• _Excerpt to read_:

--

There is one caveat to taking action: the feelings of the victims. If a victim really is set against you using their story to pursue any action, please respect that. I’ve sat on information for months in the past – until a different individual came forward with a substantially similar complaint that the information could help inform. Even then, speaking with the original complainant before using any of the information provided to you is an important part of ensuring they feel protected and respected in coming to you with sensitive issues.
I will typically take no action on a matter where, based on assessing the information, I believe that there is:
- little to no risk of harm in the future;
- little to no actual harm in that situation; and/or,
- the information suggests that it is more likely than not that the situation did not occur/unfolded in an innocent manner.
I would stress that you should be very sure of this before deciding to take absolutely no action on a claim. If it is a he said/she said, and your opinion is hovering closer to a 50-50, you should probably consider Advice instead.
Advice is not necessarily confrontational. It acknowledges that you’re not entirely sure what happened, but lays out your expectation for how the perpetrator (and other attendees) should be behaving at your event or in the community. It is also a way to say “we don’t know what happened here, but we are paying attention in case anything happens in the future”.
For low-level issues or for issues where there is truly no way to determine what happened, this is often one of the best ways to go.
Reflection is useful when you think something poor did occur, but where you think it was a one-off issue related to judgement or misunderstandings. It is reasonable to require the person to explain to you in writing what they have learned from the situation, and how they are planning to make sure that this type of thing does not happen again. It is useful for when you are either close to a 50/50 split, or where you are pretty certain something did happen but it wasn’t that serious.
Cautioning is not the same as advice. A caution is when you are fairly certain that a behaviour has occurred, and when you need to set some ground rules and expectations specifically around the perpetrator to satisfy yourself that the victim and future attendees will be safe. Or, if it is a one-off incident, where you have serious concerns about the behaviour, but do not think the type of behaviour is likely to cause future problems.

--

• _Material shown_:
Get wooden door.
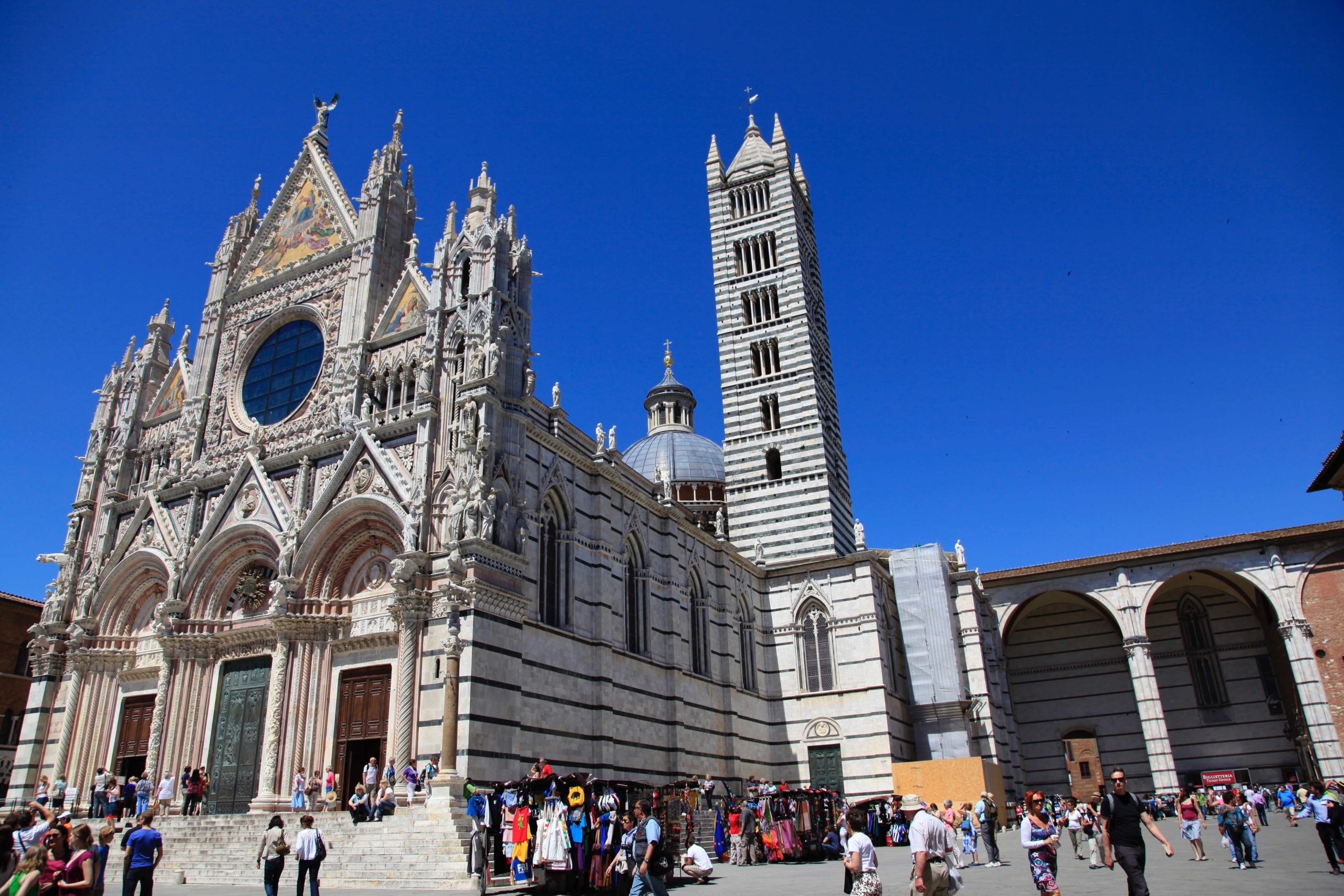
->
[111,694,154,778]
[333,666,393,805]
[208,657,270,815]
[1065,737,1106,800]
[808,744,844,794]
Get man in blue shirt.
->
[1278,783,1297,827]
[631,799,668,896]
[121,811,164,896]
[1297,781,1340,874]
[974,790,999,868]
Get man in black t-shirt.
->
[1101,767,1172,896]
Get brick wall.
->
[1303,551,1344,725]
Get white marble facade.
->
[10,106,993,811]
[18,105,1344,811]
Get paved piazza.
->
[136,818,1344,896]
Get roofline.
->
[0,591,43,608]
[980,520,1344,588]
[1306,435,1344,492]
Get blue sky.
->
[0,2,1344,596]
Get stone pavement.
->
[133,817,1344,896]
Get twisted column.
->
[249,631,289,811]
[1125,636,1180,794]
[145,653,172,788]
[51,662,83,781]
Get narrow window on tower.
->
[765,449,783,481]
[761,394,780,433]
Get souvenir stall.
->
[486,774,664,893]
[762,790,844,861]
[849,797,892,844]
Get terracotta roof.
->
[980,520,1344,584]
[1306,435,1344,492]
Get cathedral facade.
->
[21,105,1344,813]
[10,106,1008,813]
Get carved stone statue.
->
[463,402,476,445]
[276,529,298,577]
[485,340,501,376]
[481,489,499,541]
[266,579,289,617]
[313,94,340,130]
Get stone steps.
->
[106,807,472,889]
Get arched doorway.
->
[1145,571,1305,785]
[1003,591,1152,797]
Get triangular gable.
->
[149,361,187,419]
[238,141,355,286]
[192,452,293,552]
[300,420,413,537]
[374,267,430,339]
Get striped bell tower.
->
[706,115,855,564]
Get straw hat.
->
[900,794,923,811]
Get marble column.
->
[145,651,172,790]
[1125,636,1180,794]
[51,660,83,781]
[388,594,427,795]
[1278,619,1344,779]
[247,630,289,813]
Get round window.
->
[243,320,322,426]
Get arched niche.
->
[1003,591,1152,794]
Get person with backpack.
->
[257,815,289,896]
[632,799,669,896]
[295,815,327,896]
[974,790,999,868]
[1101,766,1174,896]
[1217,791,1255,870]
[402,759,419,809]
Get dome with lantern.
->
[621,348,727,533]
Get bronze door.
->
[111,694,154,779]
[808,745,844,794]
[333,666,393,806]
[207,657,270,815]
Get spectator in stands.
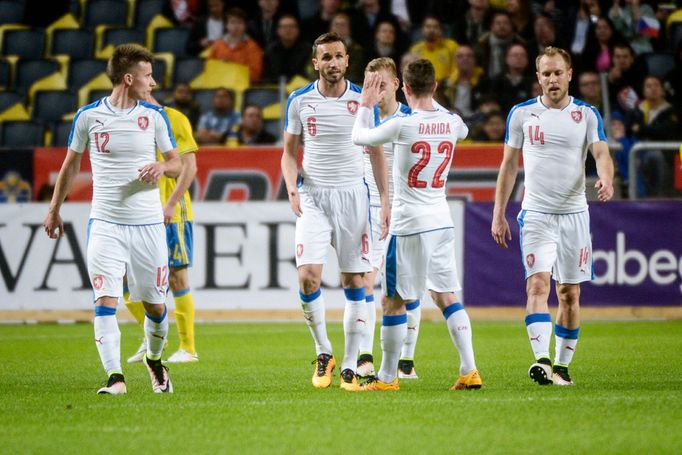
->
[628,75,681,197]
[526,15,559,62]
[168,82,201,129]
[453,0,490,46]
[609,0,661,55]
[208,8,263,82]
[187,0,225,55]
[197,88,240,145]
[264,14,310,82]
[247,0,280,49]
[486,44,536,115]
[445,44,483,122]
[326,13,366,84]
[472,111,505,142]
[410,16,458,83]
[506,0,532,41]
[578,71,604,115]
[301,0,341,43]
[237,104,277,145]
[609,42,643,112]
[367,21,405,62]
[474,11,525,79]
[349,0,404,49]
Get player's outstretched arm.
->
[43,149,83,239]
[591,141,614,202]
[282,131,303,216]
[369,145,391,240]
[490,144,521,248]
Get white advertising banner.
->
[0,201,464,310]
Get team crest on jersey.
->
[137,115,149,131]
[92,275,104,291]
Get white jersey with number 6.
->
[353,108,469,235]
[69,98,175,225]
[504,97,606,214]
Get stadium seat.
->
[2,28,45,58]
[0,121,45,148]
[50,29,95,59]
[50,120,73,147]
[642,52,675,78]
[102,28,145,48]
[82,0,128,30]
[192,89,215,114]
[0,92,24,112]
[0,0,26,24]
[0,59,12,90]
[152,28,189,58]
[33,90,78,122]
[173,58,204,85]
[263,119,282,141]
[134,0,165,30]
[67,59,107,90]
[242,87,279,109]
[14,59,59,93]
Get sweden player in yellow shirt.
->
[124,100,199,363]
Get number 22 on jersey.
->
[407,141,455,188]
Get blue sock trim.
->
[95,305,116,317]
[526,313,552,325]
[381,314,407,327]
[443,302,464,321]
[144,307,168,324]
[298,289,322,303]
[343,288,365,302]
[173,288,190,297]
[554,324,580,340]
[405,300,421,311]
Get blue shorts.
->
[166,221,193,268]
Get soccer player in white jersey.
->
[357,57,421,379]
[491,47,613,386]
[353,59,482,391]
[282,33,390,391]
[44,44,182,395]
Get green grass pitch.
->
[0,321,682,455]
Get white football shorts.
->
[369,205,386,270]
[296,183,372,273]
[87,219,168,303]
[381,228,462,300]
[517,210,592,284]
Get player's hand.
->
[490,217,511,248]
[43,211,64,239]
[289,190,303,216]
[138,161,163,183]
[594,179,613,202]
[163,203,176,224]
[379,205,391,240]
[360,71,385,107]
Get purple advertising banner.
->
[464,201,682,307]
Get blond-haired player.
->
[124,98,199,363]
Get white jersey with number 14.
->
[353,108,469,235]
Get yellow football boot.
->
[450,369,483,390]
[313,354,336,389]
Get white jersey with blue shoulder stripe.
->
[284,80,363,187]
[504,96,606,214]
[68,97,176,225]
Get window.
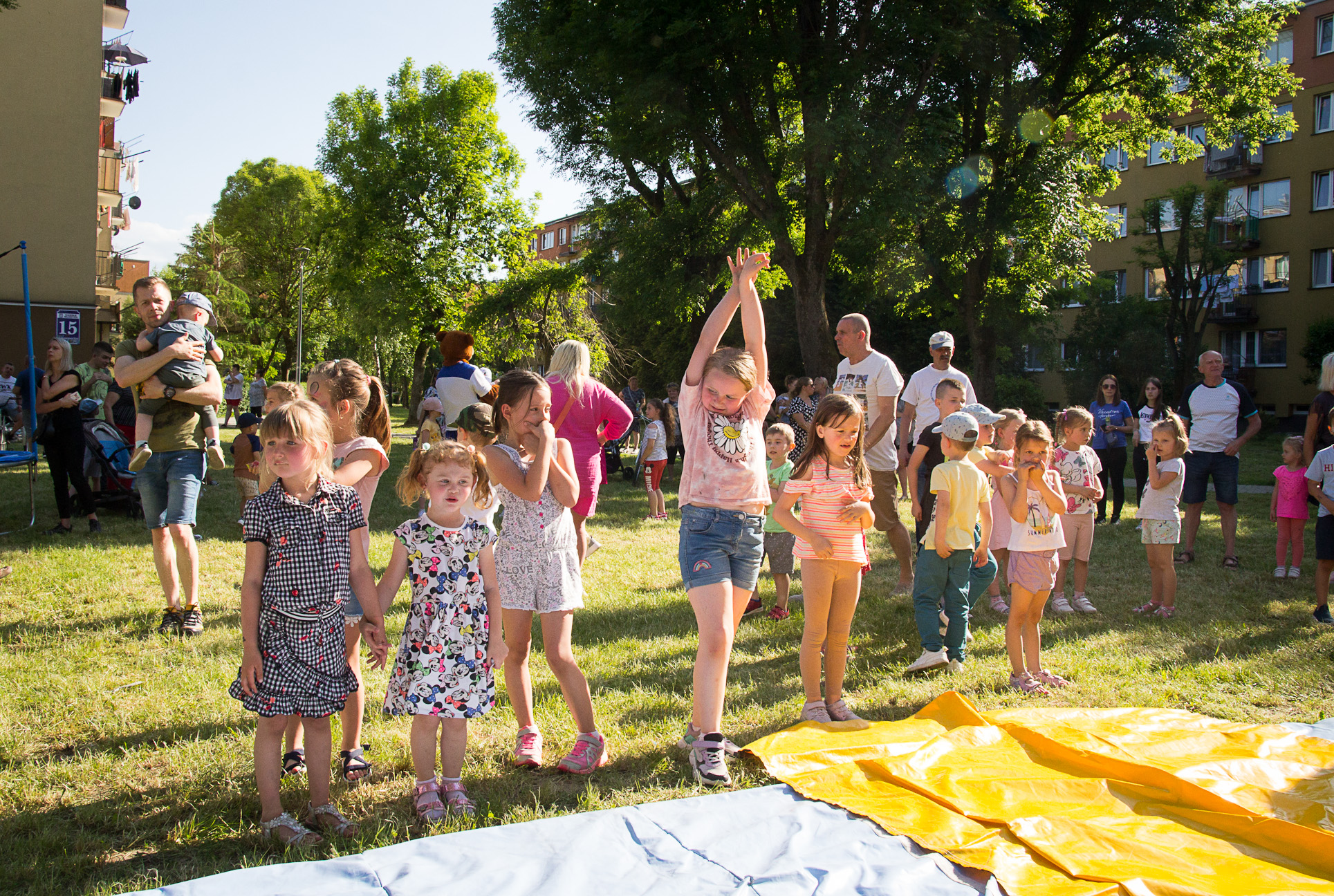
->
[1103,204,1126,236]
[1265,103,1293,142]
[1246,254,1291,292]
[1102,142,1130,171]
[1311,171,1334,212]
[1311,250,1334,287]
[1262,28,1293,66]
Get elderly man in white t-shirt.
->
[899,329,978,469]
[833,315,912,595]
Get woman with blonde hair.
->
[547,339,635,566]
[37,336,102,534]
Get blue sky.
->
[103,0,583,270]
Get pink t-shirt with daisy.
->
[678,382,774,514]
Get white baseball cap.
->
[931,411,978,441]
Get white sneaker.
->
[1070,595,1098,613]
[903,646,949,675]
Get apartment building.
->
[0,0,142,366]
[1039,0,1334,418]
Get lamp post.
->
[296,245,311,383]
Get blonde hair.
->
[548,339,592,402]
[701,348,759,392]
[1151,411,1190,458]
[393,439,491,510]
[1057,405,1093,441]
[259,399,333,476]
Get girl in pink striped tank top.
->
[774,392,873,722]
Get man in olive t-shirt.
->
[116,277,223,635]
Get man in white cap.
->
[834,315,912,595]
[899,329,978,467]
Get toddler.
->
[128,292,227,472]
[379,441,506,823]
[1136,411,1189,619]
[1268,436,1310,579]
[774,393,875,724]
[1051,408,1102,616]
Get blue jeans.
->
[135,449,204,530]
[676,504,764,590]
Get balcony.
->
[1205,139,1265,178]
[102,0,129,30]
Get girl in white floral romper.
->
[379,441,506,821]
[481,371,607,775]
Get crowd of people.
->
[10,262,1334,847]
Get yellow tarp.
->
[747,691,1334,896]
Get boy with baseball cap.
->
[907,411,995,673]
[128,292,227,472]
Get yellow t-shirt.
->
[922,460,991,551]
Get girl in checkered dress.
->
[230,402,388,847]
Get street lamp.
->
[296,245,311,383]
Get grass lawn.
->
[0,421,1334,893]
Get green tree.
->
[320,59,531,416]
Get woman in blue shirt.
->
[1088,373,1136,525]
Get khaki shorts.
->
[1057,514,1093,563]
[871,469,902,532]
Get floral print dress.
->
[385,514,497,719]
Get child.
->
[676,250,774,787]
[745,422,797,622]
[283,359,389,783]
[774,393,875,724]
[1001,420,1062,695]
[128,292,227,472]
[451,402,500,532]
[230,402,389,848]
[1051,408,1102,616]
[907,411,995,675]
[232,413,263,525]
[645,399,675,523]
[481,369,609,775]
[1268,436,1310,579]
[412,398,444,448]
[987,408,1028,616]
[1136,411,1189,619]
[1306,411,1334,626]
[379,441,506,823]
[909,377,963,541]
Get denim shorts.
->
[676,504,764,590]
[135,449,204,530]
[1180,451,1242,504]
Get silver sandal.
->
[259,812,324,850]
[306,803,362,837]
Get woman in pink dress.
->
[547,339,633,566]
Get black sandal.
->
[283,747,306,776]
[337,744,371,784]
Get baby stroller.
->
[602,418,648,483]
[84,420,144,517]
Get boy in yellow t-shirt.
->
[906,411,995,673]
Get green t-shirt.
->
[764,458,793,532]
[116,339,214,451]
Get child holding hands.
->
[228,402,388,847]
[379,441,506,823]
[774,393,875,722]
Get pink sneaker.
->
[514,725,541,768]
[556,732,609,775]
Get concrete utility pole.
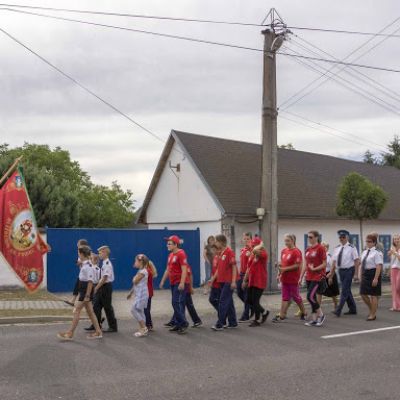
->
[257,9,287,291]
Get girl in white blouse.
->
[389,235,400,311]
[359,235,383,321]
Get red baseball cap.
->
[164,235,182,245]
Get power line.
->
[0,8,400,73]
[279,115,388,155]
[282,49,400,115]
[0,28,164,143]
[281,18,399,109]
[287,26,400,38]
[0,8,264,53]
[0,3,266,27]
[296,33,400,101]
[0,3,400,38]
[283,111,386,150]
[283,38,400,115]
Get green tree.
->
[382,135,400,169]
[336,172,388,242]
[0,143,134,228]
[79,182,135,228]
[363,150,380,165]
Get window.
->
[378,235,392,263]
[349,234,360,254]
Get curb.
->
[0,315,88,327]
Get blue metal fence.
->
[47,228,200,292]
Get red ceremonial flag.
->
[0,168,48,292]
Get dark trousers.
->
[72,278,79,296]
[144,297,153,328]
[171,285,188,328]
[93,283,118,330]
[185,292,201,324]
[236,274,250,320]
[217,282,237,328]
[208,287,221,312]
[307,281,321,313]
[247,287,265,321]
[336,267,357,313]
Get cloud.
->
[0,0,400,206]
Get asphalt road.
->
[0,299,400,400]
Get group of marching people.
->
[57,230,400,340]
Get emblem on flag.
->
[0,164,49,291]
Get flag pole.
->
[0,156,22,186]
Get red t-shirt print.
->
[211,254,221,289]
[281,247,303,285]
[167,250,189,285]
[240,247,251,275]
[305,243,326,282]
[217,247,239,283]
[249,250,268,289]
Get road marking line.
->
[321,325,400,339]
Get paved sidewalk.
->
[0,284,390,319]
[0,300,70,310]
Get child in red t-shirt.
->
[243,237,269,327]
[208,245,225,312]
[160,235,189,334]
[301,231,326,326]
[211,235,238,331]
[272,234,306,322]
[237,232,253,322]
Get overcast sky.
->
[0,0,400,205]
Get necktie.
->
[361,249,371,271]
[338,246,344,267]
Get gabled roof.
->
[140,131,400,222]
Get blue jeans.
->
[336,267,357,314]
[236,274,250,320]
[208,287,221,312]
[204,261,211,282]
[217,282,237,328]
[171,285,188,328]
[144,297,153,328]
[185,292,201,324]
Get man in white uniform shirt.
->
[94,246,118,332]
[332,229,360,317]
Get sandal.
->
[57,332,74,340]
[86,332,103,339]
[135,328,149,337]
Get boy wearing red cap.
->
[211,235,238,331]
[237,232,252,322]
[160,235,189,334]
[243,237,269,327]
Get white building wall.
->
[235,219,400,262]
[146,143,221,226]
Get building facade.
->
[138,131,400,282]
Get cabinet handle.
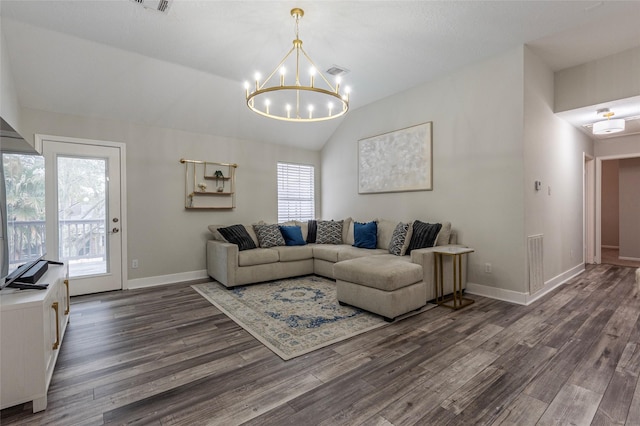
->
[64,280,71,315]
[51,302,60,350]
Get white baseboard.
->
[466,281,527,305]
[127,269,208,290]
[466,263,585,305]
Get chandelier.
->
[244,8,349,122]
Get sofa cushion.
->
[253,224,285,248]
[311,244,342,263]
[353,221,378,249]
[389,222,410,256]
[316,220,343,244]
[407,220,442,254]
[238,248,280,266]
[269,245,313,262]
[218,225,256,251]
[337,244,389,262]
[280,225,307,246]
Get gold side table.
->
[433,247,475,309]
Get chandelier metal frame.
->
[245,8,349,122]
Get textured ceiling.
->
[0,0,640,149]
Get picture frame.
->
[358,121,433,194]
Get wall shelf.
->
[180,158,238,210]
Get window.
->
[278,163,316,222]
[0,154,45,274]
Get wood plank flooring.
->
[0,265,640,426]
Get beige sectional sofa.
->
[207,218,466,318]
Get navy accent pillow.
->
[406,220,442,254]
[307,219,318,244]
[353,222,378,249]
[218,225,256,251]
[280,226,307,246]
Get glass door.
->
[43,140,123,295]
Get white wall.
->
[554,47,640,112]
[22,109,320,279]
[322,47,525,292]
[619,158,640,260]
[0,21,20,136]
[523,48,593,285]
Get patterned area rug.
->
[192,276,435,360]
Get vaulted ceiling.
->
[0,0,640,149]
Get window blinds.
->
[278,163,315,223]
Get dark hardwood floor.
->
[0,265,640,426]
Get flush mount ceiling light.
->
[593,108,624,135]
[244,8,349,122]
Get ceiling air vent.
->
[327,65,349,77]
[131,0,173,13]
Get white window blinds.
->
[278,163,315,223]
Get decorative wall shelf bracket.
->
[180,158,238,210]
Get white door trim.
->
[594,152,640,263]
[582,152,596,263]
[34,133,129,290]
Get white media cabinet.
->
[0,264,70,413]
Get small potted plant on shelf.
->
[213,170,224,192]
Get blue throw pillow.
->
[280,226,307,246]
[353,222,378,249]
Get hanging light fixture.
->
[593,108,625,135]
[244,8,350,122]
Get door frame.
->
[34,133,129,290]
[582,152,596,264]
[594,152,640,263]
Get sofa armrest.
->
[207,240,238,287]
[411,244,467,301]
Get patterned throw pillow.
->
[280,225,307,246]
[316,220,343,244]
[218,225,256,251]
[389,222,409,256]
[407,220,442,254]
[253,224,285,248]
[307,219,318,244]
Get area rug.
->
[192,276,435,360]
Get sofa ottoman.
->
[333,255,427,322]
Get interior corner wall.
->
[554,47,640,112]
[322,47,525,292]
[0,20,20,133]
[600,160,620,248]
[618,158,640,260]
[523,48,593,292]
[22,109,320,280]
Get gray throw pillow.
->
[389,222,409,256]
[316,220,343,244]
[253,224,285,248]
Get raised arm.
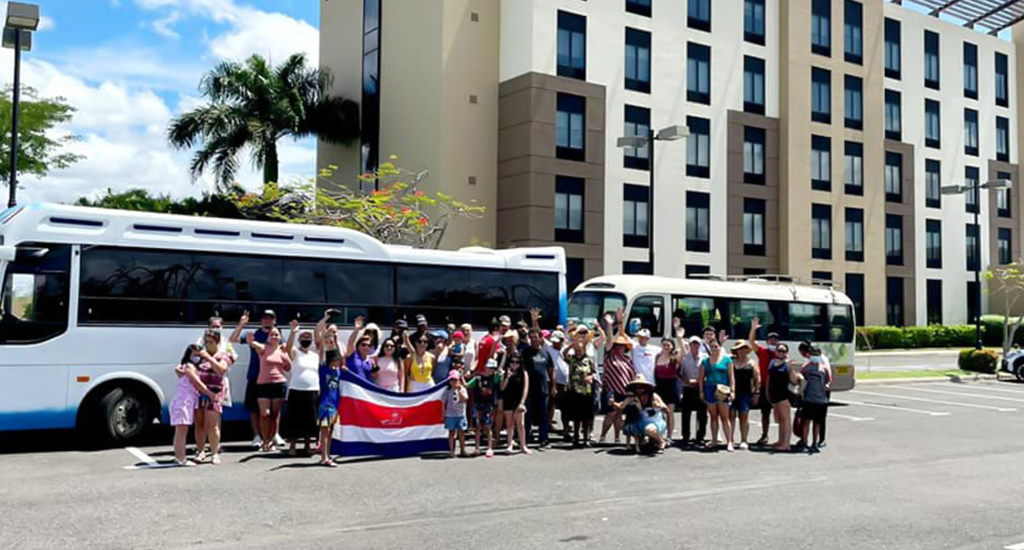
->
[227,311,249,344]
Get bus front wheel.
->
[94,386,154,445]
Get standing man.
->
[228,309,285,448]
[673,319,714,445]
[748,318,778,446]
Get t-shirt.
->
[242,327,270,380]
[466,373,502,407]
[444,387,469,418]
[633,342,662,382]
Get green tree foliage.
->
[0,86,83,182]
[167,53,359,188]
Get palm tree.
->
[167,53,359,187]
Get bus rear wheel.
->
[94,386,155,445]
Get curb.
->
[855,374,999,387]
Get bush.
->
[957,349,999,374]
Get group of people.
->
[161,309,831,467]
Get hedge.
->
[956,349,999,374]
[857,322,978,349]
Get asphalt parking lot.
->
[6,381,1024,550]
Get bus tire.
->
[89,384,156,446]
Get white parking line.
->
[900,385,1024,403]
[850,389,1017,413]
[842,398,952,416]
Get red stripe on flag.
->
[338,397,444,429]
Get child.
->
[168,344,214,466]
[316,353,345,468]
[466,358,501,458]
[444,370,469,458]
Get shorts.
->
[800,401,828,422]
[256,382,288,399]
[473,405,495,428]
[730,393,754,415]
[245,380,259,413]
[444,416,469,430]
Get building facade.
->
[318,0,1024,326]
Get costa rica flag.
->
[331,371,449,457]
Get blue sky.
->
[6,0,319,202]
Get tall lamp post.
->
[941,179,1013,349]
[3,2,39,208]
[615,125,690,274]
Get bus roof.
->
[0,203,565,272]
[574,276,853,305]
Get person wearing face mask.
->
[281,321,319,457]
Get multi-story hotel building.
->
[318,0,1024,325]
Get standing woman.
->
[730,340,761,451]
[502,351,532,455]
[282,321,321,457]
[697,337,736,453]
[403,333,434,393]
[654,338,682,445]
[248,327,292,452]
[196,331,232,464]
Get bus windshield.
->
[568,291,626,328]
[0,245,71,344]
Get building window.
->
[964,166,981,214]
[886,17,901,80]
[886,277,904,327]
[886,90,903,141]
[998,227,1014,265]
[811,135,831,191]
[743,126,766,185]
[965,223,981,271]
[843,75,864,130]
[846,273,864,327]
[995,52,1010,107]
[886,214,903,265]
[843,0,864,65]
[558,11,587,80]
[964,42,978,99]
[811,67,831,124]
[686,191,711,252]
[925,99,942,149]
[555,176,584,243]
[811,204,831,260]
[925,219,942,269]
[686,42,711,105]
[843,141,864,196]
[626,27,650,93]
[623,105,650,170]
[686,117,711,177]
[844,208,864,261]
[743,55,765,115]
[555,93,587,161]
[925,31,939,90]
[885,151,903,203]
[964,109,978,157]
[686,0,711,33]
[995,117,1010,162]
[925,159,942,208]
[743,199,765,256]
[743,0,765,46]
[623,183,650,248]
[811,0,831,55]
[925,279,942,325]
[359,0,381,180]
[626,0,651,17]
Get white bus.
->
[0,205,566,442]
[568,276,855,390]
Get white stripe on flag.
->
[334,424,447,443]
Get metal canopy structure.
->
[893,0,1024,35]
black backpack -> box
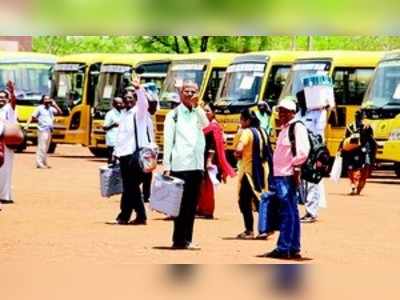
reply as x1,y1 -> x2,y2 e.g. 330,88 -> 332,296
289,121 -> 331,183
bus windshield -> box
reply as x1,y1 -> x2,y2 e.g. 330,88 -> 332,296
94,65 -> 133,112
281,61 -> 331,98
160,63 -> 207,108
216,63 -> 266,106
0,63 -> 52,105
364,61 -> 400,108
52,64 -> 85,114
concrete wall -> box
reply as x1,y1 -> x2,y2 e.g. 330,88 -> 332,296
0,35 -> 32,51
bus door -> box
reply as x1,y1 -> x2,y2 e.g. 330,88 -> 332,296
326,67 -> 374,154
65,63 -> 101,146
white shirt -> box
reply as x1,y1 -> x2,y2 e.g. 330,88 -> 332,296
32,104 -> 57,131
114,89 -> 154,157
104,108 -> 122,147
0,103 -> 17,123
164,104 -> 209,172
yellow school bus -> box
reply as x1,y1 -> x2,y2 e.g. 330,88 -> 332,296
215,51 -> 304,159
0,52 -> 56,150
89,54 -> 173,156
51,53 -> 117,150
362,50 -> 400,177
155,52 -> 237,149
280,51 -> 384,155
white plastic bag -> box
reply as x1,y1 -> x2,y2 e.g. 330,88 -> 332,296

--

• _Set of tasks_:
**a)** Could you reproduce the passage on handling misconduct complaints at events word for word, starting with "There is one" and going on through "with sensitive issues."?
**b)** How would you take the passage on handling misconduct complaints at events further, picking up after its final sentence?

• _Results of the exercise_:
**a)**
There is one caveat to taking action: the feelings of the victims. If a victim really is set against you using their story to pursue any action, please respect that. I’ve sat on information for months in the past – until a different individual came forward with a substantially similar complaint that the information could help inform. Even then, speaking with the original complainant before using any of the information provided to you is an important part of ensuring they feel protected and respected in coming to you with sensitive issues.

**b)**
A large part of this particular one for me is the insight of the alleged perpetrator. If they are resistant and are unable to accept responsibility for what seems to be something they did, I will be less likely the caution them. The reason why is that a lack of insight does not give me faith that the person will act appropriately in the future, and could potentially cause more harm to the alleged victim or other people.
A step above a caution is actually requiring a person to sign a behavioural agreement. This can include not interacting with certain people, rules about hotel sharing and participation, and other elements. It is voluntary on the part of the perpetrator, but can be required for them to be given access to an event or community. It gives you a pathway to remove them later if they breach the terms of the agreement.
I would use this if there was a serious issue, but you believe that the person’s behaviour can be successfully contained through such an agreement. I would not use this if I did not trust the person to abide by the terms of such an agreement.
A suspension is any time a person will not be permitted at the event under specific parameters. If there was a serious issue that was limited to one person with a low risk of recurrence, it could include barring admission whenever that particular person is in attendance.
This type of sanction should only be used if you’re quite sure of what occurred, and there was serious, real harm or a risk of serious future harm.
This is the most serious sanction we have the power to put in place as organizers or community leaders. I only use it when I believe there is a serious risk of harm, and I do not believe the person has the intention to cease or change their bad behaviour. I have only had to enforce a ban twice.
This is a power that should be used sparingly, but you should not be afraid to use it when it is called for to protect your community. I know it sucks to be that person – but the position you are in calls for you to make these decisions.
What about professional responsibilities?
If a professional has credible allegations against them, I will seriously consider whether I want them to represent my event. If I believe the allegations to be true and at least of moderate severity, I will likely reconsider having them as the face of my event for at least a year or two. The reason why is that I do have a responsibility as an organizer to show that I am committed to the safety and health of the community. That is more important than my friendship with a pro.
And, most professionals should understand that if they did mess up with a consent boundary, they need to own that mistake and all its repercussions. At that point, it’s not personal – it’s leadership.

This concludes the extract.